Il grande processo di innovazione tecnologica in atto ha spinto molte imprese dell’economia numerica estranee sino a ieri al settore dei veicoli, dalla statunitense Google alla cinese Baidu, nonché diverse imprese nuove (vedi il caso della Tesla), a cercare di inserirvisi, cogliendo, almeno in un primo tempo, alla sprovvista le tradizionali case automobilistiche, a cominciare da quelle tedesche.
La lotta tra imprese vecchie e nuove ed anche qua e la i tentativi di accordo tra di loro sono in corso e non conosciamo l’esito finale. Possiamo però segnalare che, nonostante i suoi avveniristici investimenti, la Tesla è costretta a posporre continuamente nel tempo la realizzazione dei suoi obiettivi di produzione delle nuove vetture. In effetti, c’è un know-how specifico al settore dell’auto che frena l’assalto dei nuovi attori, che devono imparare un mestiere fatto anche di tanti accorgimenti ed astuzie organizzative.
Ma i dettagli operativi di un business si possono peraltro imparare abbastanza in fretta, soprattutto se si hanno a disposizione molti quattrini per comprarsi gli esperti relativi. D’altro canto, le notizie di questi giorni sulle difficoltà crescenti della General Electric, sino a ieri considerata l’impresa meglio gestita al mondo e che oggi rischia la frantumazione, mostrano come la vita delle imprese tradizionali sia sempre meno facile e come forse un giorno non troppo lontano ci troveremo a parlare del fallimento della Ford o dell’acquisto della Mercedes da parte di Alibaba.

◇ ◇ ◇ ◇ ◇

### Elenco dei compiti
1: Stampa il tratto del brano sul settore dell'auto che va da "La lotta tra" fino a "ed astuzie organizzative.".
2: Per ciascuna affermazione, di' se concorda con il brano sul settore dell'auto: rispondi sì o no e riporta tra virgolette le parole del brano che lo decidono. (a) La Tesla riesce a rispettare i tempi previsti per i suoi obiettivi di produzione. (b) Fino a poco tempo fa la General Electric era considerata l'impresa meglio gestita al mondo. (c) L'esito della lotta tra imprese vecchie e nuove è già noto.
3: Prosegui il brano sul settore dell'auto a partire dalla sua ultima frase.

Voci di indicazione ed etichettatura
◇ ◇ ◇ ◇ ◇

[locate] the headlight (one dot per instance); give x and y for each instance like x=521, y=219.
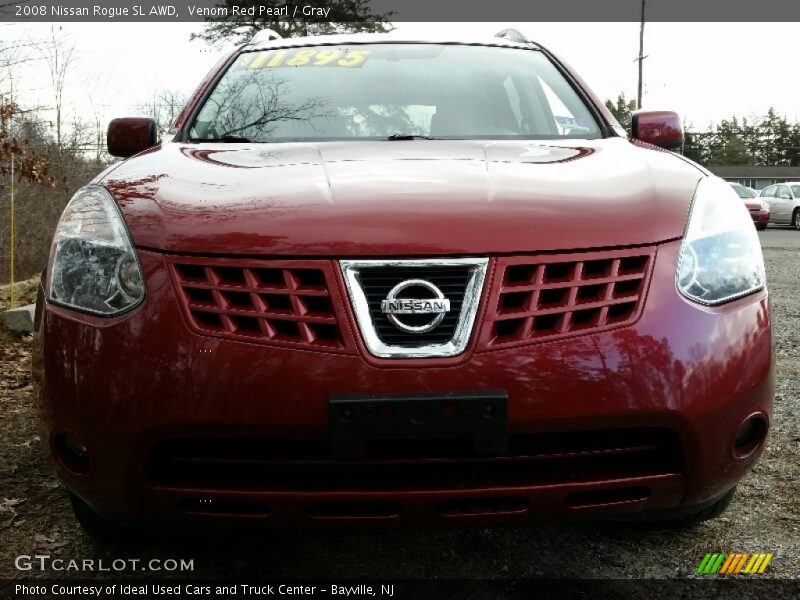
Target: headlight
x=93, y=265
x=720, y=256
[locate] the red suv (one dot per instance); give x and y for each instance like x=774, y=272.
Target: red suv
x=372, y=280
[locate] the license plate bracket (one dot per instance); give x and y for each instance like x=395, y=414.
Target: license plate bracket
x=482, y=415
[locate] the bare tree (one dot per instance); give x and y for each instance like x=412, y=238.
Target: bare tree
x=58, y=52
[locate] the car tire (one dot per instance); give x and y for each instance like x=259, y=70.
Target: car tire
x=684, y=517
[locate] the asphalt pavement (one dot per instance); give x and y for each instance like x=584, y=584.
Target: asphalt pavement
x=777, y=236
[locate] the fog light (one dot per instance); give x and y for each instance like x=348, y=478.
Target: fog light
x=750, y=436
x=71, y=452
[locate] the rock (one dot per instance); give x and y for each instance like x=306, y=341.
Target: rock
x=20, y=319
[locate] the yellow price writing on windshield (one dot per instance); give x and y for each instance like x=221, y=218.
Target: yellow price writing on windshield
x=307, y=57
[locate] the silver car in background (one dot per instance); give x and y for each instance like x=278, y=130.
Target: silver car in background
x=784, y=203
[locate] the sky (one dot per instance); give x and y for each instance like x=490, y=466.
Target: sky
x=704, y=71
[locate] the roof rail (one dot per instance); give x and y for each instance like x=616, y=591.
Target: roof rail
x=265, y=35
x=512, y=35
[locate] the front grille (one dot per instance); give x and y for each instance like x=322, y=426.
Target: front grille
x=552, y=296
x=377, y=282
x=306, y=465
x=277, y=302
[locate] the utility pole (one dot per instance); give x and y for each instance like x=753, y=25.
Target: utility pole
x=641, y=58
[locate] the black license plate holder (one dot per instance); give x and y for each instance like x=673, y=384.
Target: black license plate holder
x=481, y=415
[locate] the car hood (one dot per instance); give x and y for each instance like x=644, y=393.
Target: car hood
x=420, y=197
x=752, y=203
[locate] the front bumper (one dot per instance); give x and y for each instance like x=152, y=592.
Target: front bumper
x=186, y=429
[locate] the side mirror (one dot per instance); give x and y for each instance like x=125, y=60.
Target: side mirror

◇ ◇ ◇ ◇ ◇

### Risultati per compito
1:
La lotta tra imprese vecchie e nuove ed anche qua e la i tentativi di accordo tra di loro sono in corso e non conosciamo l’esito finale. Possiamo però segnalare che, nonostante i suoi avveniristici investimenti, la Tesla è costretta a posporre continuamente nel tempo la realizzazione dei suoi obiettivi di produzione delle nuove vetture. In effetti, c’è un know-how specifico al settore dell’auto che frena l’assalto dei nuovi attori, che devono imparare un mestiere fatto anche di tanti accorgimenti ed astuzie organizzative.

2:
(a) No: "la Tesla è costretta a posporre continuamente nel tempo la realizzazione dei suoi obiettivi di produzione delle nuove vetture".
(b) Sì: "sino a ieri considerata l’impresa meglio gestita al mondo".
(c) No: "non conosciamo l’esito finale".

3:
La posizione della FCA
Come già accennato, tutti i principali produttori di auto del mondo stanno cercando ora di investire massicciamente nel settore dell’auto elettrica e in quello dell’auto a guida autonoma. Sono in campo stanziamenti per decine di miliardi di euro all’anno. La FCA appare di gran lunga quella che ha fatto meno sforzi in direzione delle novità e quindi essa si troverà in un futuro prossimo, inevitabilmente, senza grandi prospettive strategiche.
Non è chiaro quanto in tale decisione abbiano a suo tempo pesato la mancanza di risorse finanziarie, una valutazione errata da parte del management sugli sviluppi del comparto, o invece la decisione, probabilmente presa già da tempo dalla proprietà, di liquidare la sua partecipazione nell’auto, oltre che anche nelle attività di tipo più industriale concentrate nella CNH Industrial.
Ancora molto recentemente Marchionne ha dichiarato che l’auto elettrica non è ancora matura e che ci sono molti ostacoli economici alla sua adozione. Ma questo discorso, mentre contiene qualche elemento di verità (solo qualche elemento), sembra per qualche verso quello della volpe e dell’uva.
E qui torniamo ancora una volta alla Cina. Da quanto si capisce, un’ipotesi plausibile in gioco vede la Jeep ceduta agli statunitensi e la vecchia Fiat proprio ai cinesi, mentre una serie di attività al contorno, dalla Magneti Marelli alla Comau, due società in cui si concentrano competenze tecnologiche molto importanti nel nostro paese, appaiono in bilico e dal destino incerto.
Sino a quanto l’auto elettrica è ecologica?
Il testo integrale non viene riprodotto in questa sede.